> REQUIREMENT: Can you render the entries as a numbered list, starting at the very beginning and stopping after the line that contains "836], [741, 658]]", with any blank lines left out?

(Entries from an annotation dataset)

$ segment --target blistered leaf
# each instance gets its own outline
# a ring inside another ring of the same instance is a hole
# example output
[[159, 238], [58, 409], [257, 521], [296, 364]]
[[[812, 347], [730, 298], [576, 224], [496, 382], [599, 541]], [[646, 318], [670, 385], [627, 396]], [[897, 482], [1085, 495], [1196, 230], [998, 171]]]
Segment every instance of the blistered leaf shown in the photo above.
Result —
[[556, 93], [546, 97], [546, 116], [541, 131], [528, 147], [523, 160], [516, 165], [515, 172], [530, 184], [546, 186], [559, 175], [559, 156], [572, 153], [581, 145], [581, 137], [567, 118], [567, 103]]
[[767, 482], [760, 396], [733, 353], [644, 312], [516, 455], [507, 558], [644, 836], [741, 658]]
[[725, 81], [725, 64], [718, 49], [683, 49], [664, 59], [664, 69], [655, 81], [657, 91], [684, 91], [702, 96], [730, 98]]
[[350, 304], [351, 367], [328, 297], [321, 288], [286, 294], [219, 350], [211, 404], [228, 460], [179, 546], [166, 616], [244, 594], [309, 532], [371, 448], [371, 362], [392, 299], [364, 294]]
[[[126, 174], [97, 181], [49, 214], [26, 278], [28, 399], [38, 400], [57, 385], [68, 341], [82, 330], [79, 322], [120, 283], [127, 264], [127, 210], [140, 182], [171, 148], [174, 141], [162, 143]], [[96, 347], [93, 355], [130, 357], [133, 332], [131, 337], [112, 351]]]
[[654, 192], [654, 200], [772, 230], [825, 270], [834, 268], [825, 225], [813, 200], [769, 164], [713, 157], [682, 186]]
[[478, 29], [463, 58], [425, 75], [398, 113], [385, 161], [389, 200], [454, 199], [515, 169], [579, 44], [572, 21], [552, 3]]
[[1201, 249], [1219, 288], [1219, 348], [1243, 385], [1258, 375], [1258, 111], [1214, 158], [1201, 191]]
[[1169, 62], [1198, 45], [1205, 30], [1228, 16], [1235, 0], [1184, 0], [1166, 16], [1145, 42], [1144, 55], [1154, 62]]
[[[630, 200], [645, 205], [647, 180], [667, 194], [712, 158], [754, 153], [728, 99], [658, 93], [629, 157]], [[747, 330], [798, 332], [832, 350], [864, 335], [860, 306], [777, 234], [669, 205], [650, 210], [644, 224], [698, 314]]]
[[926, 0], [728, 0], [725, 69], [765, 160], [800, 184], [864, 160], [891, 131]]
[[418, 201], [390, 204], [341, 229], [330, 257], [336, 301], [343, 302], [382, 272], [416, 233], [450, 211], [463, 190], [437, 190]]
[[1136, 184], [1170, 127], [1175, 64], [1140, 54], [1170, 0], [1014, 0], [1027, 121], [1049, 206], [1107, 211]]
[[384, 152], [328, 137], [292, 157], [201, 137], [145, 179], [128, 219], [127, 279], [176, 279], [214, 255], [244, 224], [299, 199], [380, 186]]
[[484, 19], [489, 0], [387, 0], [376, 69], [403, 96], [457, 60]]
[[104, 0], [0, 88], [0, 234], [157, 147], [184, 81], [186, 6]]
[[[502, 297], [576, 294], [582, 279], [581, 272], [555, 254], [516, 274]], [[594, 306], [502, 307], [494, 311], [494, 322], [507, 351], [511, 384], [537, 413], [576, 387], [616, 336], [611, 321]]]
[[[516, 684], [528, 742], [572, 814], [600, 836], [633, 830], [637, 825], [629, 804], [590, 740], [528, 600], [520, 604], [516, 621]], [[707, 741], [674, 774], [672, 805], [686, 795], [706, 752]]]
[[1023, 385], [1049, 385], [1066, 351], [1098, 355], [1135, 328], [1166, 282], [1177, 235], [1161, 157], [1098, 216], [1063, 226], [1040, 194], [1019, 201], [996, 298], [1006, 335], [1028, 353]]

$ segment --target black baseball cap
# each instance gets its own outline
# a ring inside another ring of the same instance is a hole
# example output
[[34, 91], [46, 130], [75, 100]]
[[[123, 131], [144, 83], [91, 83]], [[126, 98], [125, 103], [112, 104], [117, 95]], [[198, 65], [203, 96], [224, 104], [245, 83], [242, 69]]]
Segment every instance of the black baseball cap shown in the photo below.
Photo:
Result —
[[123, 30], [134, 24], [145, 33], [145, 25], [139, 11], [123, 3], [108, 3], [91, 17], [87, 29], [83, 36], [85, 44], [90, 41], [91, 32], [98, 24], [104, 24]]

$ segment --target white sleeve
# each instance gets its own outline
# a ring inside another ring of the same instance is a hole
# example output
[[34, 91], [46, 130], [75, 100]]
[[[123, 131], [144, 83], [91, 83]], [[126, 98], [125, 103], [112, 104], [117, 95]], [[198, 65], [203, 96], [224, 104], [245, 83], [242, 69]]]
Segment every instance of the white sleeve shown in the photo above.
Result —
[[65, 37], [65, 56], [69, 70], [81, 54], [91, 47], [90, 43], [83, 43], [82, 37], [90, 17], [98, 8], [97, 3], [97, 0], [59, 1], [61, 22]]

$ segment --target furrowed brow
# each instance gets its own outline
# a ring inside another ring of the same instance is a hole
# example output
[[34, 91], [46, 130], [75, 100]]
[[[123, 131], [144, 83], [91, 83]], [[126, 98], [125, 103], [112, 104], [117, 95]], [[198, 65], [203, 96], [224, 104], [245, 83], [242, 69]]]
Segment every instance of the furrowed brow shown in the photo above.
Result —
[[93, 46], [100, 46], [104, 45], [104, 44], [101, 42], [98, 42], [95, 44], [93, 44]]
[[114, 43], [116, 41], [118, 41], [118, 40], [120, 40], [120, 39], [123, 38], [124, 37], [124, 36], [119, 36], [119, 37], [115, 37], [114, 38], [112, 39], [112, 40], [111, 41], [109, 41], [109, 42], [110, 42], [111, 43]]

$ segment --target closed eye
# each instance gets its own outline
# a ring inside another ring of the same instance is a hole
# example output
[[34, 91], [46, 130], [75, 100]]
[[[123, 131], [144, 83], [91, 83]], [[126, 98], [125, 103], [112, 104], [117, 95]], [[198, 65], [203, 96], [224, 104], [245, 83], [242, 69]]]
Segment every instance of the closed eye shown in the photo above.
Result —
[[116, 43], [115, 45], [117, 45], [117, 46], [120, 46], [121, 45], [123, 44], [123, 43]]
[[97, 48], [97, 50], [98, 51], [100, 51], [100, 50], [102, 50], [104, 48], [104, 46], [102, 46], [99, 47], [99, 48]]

> SOLUTION TO THE PROBLEM:
1. $ segment --target blistered leaf
2. # each instance gets its own outline
3. # a ring inside another ring of the same instance is a hole
4. # example output
5. [[159, 238], [58, 409], [257, 521], [296, 364]]
6. [[[812, 347], [730, 298], [576, 224], [496, 382], [599, 541]], [[646, 318], [670, 385], [627, 396]], [[897, 482], [1085, 495], [1196, 230], [998, 171]]]
7. Segment every instance of the blistered leaf shown in the photo above.
8. Result —
9. [[556, 93], [546, 97], [546, 116], [541, 131], [528, 147], [523, 160], [516, 165], [515, 172], [530, 184], [546, 186], [559, 175], [559, 156], [572, 153], [581, 145], [581, 137], [567, 118], [567, 103]]
10. [[767, 482], [760, 396], [733, 353], [644, 312], [516, 455], [507, 558], [644, 836], [741, 658]]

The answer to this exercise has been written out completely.